• _EXERCISE GOAL_: Nothing but the lines from the one containing "In this exercise you will mark each instance of the bundle" through the one containing "of the purple-handled", both included, should be given again, each exactly as written below.

Source records
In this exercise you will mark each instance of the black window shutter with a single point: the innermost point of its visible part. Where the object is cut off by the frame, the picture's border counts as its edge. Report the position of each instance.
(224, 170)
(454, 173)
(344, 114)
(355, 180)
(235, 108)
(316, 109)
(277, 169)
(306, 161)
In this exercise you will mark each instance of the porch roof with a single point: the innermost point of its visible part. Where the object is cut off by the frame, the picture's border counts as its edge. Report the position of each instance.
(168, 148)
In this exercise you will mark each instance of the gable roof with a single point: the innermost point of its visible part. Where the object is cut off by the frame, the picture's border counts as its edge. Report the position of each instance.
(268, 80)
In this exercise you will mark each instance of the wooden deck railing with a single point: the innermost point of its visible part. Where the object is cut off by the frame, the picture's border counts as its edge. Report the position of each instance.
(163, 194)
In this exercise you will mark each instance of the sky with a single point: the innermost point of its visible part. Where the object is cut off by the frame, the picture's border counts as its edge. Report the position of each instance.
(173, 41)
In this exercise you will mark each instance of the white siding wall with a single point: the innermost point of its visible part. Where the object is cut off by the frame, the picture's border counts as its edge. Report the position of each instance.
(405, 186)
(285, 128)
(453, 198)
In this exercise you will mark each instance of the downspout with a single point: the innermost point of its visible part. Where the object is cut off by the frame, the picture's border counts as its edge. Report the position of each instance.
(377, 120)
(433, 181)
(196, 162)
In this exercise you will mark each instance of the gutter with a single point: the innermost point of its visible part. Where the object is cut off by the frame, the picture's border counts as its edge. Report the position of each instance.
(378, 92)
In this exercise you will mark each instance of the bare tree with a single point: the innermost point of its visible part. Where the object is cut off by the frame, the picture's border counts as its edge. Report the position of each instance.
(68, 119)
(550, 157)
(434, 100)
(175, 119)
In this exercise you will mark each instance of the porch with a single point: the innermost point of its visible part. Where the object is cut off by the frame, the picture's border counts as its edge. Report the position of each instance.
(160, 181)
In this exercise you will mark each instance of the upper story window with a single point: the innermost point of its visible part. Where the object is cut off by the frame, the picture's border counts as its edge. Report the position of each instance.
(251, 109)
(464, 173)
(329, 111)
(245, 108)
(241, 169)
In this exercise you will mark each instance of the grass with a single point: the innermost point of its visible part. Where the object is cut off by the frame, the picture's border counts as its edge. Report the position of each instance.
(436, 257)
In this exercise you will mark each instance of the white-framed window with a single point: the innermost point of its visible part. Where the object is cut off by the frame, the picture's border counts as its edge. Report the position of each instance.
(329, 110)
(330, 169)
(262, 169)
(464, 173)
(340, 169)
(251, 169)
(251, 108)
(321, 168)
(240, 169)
==
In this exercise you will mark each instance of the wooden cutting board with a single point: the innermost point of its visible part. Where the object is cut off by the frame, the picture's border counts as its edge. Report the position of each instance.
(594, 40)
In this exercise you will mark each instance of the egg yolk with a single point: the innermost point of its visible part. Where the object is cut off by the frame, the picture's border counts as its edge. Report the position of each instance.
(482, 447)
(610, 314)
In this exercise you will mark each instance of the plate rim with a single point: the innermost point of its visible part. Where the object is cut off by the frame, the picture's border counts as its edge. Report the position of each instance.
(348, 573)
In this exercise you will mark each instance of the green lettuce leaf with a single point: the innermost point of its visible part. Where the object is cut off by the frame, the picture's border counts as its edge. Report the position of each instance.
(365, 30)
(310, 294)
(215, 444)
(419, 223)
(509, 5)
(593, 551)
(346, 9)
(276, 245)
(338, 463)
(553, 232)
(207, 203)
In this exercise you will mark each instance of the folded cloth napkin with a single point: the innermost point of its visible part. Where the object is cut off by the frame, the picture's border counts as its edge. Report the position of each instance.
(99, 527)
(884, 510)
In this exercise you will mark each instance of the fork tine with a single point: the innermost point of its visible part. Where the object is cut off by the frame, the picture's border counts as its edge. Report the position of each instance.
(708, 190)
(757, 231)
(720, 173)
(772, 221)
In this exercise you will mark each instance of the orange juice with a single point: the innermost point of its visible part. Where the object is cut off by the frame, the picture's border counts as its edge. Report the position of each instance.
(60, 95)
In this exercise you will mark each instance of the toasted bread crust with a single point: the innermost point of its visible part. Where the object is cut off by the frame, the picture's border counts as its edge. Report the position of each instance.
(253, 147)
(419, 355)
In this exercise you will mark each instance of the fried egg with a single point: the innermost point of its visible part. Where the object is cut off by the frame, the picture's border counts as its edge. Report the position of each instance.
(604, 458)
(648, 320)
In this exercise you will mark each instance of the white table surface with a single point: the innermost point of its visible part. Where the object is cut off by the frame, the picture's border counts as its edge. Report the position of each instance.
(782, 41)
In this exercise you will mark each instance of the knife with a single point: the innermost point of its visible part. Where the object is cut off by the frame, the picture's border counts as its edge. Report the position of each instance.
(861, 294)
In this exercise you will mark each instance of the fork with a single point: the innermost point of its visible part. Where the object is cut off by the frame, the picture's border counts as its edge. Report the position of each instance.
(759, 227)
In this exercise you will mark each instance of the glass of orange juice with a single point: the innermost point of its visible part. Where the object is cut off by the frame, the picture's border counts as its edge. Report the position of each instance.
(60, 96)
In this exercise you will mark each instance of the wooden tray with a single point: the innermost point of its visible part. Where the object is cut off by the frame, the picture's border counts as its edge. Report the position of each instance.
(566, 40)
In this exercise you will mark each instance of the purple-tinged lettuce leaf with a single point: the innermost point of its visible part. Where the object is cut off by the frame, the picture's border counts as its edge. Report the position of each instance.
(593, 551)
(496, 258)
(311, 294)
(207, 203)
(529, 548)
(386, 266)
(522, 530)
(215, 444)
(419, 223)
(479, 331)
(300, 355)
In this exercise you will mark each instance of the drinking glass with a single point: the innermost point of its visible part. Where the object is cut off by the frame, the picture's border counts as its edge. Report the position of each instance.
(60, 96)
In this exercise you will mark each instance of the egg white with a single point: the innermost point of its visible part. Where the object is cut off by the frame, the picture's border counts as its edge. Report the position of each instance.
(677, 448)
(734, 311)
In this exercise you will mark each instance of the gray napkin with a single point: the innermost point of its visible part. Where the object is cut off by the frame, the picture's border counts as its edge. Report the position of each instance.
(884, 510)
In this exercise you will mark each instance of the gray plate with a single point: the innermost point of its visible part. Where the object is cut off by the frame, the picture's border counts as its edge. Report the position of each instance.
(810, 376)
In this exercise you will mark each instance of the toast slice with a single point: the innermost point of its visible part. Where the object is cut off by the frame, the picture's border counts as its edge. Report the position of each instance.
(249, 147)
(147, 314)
...
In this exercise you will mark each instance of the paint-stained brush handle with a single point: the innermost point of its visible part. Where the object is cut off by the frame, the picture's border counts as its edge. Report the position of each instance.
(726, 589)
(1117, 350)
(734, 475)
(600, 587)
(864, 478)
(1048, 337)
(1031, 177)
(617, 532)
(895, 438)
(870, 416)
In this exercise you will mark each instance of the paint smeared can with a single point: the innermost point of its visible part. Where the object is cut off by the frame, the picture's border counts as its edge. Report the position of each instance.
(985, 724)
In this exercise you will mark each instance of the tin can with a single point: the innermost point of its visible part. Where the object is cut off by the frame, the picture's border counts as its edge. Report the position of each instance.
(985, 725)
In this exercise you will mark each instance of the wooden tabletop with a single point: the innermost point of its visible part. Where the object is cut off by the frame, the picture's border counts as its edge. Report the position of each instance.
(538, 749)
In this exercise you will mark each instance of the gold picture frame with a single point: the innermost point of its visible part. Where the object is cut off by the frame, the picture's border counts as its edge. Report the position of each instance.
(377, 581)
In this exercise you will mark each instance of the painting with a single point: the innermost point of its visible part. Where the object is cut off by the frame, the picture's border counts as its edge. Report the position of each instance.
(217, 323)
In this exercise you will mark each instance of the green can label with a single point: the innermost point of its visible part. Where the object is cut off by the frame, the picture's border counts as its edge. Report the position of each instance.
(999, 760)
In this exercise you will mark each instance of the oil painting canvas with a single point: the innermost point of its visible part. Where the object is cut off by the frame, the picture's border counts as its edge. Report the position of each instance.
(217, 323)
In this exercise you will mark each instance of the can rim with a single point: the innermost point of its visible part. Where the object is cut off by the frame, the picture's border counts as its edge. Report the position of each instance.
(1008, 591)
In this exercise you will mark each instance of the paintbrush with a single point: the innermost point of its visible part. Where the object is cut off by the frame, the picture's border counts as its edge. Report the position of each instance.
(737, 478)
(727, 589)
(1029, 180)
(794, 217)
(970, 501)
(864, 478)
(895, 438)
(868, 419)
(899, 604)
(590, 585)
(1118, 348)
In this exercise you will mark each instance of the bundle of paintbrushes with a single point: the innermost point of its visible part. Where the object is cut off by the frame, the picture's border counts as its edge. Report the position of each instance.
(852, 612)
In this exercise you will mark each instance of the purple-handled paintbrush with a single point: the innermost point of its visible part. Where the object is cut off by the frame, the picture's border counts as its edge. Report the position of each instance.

• _REPLY TO THE EXERCISE_:
In this exercise you will mark each instance of the bundle of paintbrushes with a single point: the innermost point of its visible part. Where the object is cut off by the frame, the picture's border counts as its edge. Report the position of each instance.
(852, 612)
In this exercise you will mark each instance of the purple-handled paintbrush with a single point: the innermost point of its visible part. Where the object is cut off by the frame, the picture's border counts as its edge. Report the position of each instance.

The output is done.